Character for character, reproduce every entry below.

Start of Block

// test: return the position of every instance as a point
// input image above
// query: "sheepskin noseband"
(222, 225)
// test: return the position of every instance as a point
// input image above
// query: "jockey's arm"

End of Block

_The completed task_
// test: return the position of every instance as a point
// input image above
// query: "sheepskin noseband"
(222, 225)
// test: return the position of every instance as a point
// input image above
// query: "jockey's arm"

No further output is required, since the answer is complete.